GIVEN PROBLEM - Write out the part of the ocarina playing text starting at "To play in tune" and ending at "apparent to us.".

--- BEGIN SELECTED PASSAGE ---

Focus on how you play

A great deal of the musicality of a performance does not come from which notes you play, but how you play them. You may play every note perfectly in time and unchanging in pitch, but then you sound mechanical, like a bad MIDI. Pay attention to how you shape notes, which notes are slurred and which are articulated, where you add vibrato, slightly delay the start or finish of a note. These things can turn a 'meh' performance into a great one.

How do you learn which notes you should be shaping? There is a lot to be gained from closely scrutinizing performances in a similar style to what you are aiming to achieve. Listen for what the musician is doing with the notes. Are they using vibrato, are they playing legato or staccato? Are they playing straight or with a lilt?

Another good option is to simply experiment with your instrument, play slowly and listen to the tune. Do any notes stand out as wanting emphasis? You could try tonguing them harder or sliding into them. Long notes can benefit from vibrato, but you may also choose to add a melodic variation. Finger ornaments like trills or rolls can also be effective.

Keep working on your intonation

One of the most frequently ignored aspects of playing the ocarina is intonation. This is short-sighted, as being in control of your intonation is critical to making your music sound musical.

To play in tune we have to develop a sense of relative pitch. As a complete beginner we do not know what to listen for, so we cannot tell if we are in tune. However as we develop our ear we begin to notice when we are off. We begin to hear what it should sound like in our mind and our intonation errors become apparent to us.

To squelch any negative thoughts you may have, relative pitch is a skill that you can learn. You do not have to be born with the ability. When I first started to play music I could not hear my intonation errors, I had no idea what 'good intonation' sounded like. Yet over time I began to hear my mistakes.

It is easiest to hear your intonation errors when you have other notes to reference. When multiple tones sound simultaneously the interactions of the tones creates an audible beating when the pitches do not match. However as the ocarina alone can only play a single note at a time you cannot take advantage of this without other musicians or a tool.

--- END SELECTED PASSAGE ---
--- BEGIN RECORDS ---

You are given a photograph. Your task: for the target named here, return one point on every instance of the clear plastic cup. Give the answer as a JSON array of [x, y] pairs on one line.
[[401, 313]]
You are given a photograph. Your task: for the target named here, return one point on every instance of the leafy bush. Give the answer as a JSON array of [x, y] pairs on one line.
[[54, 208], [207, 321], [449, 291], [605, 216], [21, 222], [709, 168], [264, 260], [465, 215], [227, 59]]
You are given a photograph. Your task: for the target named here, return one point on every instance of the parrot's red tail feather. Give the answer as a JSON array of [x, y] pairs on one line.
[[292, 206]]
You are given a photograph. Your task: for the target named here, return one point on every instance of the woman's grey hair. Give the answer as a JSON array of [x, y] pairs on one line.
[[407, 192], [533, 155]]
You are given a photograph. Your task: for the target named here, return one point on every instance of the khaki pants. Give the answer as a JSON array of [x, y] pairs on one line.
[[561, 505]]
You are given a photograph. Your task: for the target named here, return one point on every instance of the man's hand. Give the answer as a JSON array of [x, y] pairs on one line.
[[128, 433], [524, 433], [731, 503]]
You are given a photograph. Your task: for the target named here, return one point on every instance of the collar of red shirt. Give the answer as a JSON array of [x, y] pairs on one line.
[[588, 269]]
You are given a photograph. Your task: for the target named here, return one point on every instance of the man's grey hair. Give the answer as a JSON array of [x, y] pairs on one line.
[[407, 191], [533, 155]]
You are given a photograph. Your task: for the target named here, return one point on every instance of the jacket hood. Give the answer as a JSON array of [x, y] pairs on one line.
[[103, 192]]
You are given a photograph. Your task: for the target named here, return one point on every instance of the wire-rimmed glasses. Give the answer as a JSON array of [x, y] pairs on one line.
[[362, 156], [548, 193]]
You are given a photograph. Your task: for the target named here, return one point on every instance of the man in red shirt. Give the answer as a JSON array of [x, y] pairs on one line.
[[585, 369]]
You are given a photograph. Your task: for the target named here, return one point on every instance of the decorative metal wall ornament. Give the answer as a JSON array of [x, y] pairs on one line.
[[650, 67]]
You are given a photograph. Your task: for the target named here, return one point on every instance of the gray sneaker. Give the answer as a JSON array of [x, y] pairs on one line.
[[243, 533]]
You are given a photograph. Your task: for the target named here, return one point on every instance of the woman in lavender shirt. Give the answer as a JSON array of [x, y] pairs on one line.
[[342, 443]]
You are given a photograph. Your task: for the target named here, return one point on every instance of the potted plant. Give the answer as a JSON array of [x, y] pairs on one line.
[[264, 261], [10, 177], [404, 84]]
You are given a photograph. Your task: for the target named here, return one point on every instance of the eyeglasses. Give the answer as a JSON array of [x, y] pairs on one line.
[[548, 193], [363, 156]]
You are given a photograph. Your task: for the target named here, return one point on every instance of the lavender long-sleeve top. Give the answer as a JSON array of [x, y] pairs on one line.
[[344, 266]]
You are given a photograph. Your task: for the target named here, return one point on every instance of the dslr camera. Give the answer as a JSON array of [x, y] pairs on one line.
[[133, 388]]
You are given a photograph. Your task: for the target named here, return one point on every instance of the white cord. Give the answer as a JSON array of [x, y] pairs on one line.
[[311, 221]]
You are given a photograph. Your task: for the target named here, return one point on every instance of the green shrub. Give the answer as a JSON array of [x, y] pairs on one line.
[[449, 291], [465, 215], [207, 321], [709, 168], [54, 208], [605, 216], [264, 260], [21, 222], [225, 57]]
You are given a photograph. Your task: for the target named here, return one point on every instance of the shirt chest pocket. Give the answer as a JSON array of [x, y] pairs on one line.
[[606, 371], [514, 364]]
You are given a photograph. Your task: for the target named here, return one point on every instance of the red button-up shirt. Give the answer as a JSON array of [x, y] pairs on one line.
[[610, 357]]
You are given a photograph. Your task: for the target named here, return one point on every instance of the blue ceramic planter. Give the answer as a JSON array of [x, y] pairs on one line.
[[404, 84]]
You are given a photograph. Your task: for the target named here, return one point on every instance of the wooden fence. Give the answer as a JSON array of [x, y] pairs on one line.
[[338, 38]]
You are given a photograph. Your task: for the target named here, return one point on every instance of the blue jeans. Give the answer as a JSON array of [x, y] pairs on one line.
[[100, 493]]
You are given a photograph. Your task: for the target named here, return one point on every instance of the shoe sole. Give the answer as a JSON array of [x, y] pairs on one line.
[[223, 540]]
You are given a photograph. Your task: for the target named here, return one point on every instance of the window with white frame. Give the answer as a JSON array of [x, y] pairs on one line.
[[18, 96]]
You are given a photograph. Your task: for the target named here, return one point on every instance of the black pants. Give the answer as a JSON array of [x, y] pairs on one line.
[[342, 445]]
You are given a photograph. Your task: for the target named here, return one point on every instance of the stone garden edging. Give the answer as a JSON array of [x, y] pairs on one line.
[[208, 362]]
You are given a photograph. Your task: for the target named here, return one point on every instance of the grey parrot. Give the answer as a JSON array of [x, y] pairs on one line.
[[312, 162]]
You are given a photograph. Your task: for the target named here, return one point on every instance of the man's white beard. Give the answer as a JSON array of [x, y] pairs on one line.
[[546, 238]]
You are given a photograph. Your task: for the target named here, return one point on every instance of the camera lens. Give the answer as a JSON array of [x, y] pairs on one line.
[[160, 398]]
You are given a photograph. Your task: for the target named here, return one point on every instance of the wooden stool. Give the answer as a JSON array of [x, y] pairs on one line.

--- END RECORDS ---

EXPECTED OUTPUT -
To play in tune we have to develop a sense of relative pitch. As a complete beginner we do not know what to listen for, so we cannot tell if we are in tune. However as we develop our ear we begin to notice when we are off. We begin to hear what it should sound like in our mind and our intonation errors become apparent to us.